── Extracted data
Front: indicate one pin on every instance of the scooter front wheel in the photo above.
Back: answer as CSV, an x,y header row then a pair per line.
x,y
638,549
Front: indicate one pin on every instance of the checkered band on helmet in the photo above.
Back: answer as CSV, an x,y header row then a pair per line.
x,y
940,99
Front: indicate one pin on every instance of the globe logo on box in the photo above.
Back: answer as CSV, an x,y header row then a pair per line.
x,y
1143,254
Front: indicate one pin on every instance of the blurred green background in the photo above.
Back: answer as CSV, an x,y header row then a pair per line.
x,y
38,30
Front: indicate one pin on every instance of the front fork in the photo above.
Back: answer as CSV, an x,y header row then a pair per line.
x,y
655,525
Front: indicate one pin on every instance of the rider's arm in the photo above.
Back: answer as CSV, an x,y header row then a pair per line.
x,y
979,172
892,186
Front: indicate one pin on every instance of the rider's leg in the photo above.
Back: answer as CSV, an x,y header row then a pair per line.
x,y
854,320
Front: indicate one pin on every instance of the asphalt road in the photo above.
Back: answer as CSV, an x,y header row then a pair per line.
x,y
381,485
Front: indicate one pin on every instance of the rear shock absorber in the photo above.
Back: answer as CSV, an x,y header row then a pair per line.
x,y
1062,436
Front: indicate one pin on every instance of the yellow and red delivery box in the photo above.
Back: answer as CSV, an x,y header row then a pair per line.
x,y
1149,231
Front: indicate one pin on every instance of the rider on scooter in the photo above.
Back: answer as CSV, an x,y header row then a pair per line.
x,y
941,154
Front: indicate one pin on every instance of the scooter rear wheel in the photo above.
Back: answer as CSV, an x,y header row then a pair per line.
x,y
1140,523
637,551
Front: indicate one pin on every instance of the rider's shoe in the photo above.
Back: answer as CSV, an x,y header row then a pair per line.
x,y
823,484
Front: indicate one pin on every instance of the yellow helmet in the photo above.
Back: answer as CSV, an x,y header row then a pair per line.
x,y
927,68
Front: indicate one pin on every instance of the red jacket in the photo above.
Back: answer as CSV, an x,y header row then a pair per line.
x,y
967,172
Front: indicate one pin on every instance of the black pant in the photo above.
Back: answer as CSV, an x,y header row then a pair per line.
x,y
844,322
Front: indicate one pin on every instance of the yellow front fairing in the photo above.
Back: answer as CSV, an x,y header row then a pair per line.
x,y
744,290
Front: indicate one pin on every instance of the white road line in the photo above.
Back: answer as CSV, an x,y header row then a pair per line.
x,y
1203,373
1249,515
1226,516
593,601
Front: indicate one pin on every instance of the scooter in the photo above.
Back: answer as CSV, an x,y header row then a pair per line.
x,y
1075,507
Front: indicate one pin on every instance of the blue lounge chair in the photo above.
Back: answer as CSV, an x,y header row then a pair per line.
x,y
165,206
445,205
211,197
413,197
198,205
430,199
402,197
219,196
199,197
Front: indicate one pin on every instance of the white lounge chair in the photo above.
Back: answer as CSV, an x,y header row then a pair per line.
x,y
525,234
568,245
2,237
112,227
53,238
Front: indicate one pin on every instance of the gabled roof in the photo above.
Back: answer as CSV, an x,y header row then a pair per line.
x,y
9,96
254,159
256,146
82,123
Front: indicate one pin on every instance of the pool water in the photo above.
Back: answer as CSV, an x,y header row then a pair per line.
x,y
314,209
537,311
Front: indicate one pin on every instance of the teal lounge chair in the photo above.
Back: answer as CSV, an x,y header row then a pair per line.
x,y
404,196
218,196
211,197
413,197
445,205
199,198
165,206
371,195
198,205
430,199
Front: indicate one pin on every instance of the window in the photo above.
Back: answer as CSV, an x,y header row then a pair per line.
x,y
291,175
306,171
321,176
────
• **Your goal**: Pull out every row above and reproduce each one word for word, with nothing changed.

• **Result of this exercise**:
Front: indicate one pin on every instance of the scooter front wheel in the photo above.
Back: answer as CSV, an x,y header row then a pair per line.
x,y
638,549
Front: indicate one pin on every instance of the checkered band on helmet in the photo above.
Back: answer as CSV, an x,y header row then a pair per line.
x,y
940,99
Front: indicate one pin on every instance of the globe logo on box in the photo above.
Back: answer as CSV, an x,y header row then a pair per line.
x,y
1143,254
Front: indicate one pin on every instance of the blurred green background in the photo above.
Back: answer as CSV, an x,y header row then a pair per line.
x,y
38,30
Front: indicate one pin on every instance of the front fork in the photo above.
Back: answer as CSV, an x,y header row then a pair per line.
x,y
655,525
Front: indicate one pin on every instance of the rider's arm in the photo above.
Back: answer as CSV, an x,y header row then a pair per line.
x,y
979,172
892,186
Front: indicate one pin on every instance of the rider's leg in the photo above.
Back: answer as CSV, an x,y header row then a pair per line.
x,y
854,320
Front: indicate one pin on every instance of the asphalt road in the photo above.
Back: answer as CSV, an x,y header row then a pair per line.
x,y
381,485
Front: indicate one pin on every instance of the rear shock absorber in the photo above.
Back: answer as CSV, an x,y header row then a pair per line.
x,y
1062,436
Front: indicate one pin on every instance of the yellow and red delivery box in the photo above.
Back: answer as CSV, an x,y header row then a pair per line.
x,y
1149,231
Front: indicate one pin on every instance of the rider on scooter in the photo above.
Back: answer as CSV, an x,y header row then a pair per line.
x,y
941,154
Front: indicate one pin on every instance of the scooter rear wheel in the photo above.
Back: answer as CSV, an x,y header row then a pair per line.
x,y
1140,523
637,551
Front: indicate one pin on every instance of the rider's shoe in the photo above.
Back: answer as CSV, an x,y header row then a pair per line.
x,y
823,484
Front: indicate one pin on every instance of the yellow helmet in the photo above.
Back: answer as CSV, an x,y header row then a pair per line.
x,y
927,68
Front: indicate one pin on every instance of the red jacket in the photo above.
Back: answer as CSV, an x,y header row then a pair per line.
x,y
967,172
Front: indicate one pin on every instance of the black pant in the photo above.
Back: answer as CSV, an x,y header row then a pair per line.
x,y
844,322
Front: indicate one pin on every instance of the yellow front fairing in the photo above.
Back: answer as CSV, an x,y header row then a pair per line.
x,y
744,290
Front: indicate one pin on every instance of the white road line in the photo above.
Back: answer as CSV, an x,y header row then a pair per line.
x,y
1203,373
1249,515
1226,516
593,601
Front: indicate one pin on every instance of the scooter in the photo above.
Back: answer as CSV, an x,y header row then a pair per line.
x,y
1075,507
Front: indicate one pin on every instance of the blue lounge chair in the photo above.
Back: answer as CSV, an x,y header row then a pair per line.
x,y
165,206
445,205
211,197
413,197
198,205
430,199
402,197
219,196
199,197
Front: indicate one pin on every instance of the white lounge chair in the photo above.
Back: answer as CSV, an x,y header row then a pair per line.
x,y
525,234
568,245
2,237
112,227
53,238
Front: indicate one pin on every instance of the gabled roof in the photo above.
Back: answer as CSV, an x,y header row then a pair per line.
x,y
9,96
254,159
256,146
82,123
Front: indicate one pin on every instance of the pool water in the photo above.
Back: answer as CSV, an x,y header row then a pair per line.
x,y
314,209
537,311
Front: indicate one pin on every instance of the teal lounge chair in the photo above.
Back: answer as CSV, an x,y header row then a pair per line.
x,y
404,196
218,196
211,197
413,197
445,205
199,198
165,206
371,195
198,205
430,199
Front: indicate one pin on every instance of the window in the photo above.
Back: answer as CSV, an x,y header row then a pair per line.
x,y
291,175
306,171
321,176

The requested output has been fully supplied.